----- Record extracts
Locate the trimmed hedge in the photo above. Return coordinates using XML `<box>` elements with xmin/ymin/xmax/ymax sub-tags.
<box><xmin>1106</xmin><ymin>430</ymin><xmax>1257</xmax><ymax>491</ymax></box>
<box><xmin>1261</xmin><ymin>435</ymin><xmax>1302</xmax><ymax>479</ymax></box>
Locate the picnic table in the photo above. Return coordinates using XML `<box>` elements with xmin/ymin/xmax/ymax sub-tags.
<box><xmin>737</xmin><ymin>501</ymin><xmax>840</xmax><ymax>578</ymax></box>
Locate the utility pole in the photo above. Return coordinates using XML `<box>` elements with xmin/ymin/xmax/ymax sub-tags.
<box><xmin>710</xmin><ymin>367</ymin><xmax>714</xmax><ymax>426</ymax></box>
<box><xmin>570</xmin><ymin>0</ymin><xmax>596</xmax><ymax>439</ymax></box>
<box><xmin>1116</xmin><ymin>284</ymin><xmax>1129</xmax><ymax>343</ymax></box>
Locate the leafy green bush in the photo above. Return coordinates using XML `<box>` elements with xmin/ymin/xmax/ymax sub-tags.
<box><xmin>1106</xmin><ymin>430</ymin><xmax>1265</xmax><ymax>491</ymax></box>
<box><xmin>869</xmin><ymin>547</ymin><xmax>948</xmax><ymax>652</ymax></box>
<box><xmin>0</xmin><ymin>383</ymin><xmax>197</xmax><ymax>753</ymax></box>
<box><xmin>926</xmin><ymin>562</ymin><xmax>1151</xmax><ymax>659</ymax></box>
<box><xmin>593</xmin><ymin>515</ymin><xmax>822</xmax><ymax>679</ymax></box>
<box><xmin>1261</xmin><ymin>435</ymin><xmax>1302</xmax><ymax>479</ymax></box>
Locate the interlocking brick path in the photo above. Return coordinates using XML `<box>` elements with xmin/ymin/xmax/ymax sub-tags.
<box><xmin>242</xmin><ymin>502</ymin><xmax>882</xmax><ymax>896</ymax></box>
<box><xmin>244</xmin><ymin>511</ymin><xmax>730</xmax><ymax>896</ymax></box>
----------
Exercise prompt:
Give these lines again with "utility pole" switched to "street lamp" and nothing else changed.

Task answer:
Locate the trimmed hedge in the photo above. Return coordinates using XML `<box>` elements with xmin/ymin/xmax/ymax sub-tags.
<box><xmin>1106</xmin><ymin>430</ymin><xmax>1257</xmax><ymax>491</ymax></box>
<box><xmin>1261</xmin><ymin>435</ymin><xmax>1302</xmax><ymax>479</ymax></box>
Locate the picnic table in the photo above. Return coordinates using XML `<box>` elements with xmin/ymin/xmax/ymax sub-tags.
<box><xmin>737</xmin><ymin>501</ymin><xmax>840</xmax><ymax>578</ymax></box>
Locate the street lamp in the photo above. Return coordinates using XML `<box>` elements with xmin/ymin/xmax/ymax sub-tags.
<box><xmin>710</xmin><ymin>367</ymin><xmax>714</xmax><ymax>426</ymax></box>
<box><xmin>570</xmin><ymin>0</ymin><xmax>596</xmax><ymax>439</ymax></box>
<box><xmin>1116</xmin><ymin>284</ymin><xmax>1129</xmax><ymax>343</ymax></box>
Locate the leafy green bush in the photo above. Return coordinates using XML `<box>` elements with xmin/ymin/xmax/ymax sub-tags.
<box><xmin>1106</xmin><ymin>430</ymin><xmax>1265</xmax><ymax>491</ymax></box>
<box><xmin>869</xmin><ymin>547</ymin><xmax>948</xmax><ymax>652</ymax></box>
<box><xmin>0</xmin><ymin>383</ymin><xmax>197</xmax><ymax>753</ymax></box>
<box><xmin>926</xmin><ymin>562</ymin><xmax>1151</xmax><ymax>659</ymax></box>
<box><xmin>593</xmin><ymin>515</ymin><xmax>822</xmax><ymax>679</ymax></box>
<box><xmin>1261</xmin><ymin>435</ymin><xmax>1302</xmax><ymax>479</ymax></box>
Locate the interlocking brick path in the photo above. Return coordinates using XML `<box>` elements with xmin/ymin/xmax/ymax sub-tags.
<box><xmin>242</xmin><ymin>502</ymin><xmax>882</xmax><ymax>896</ymax></box>
<box><xmin>244</xmin><ymin>511</ymin><xmax>730</xmax><ymax>896</ymax></box>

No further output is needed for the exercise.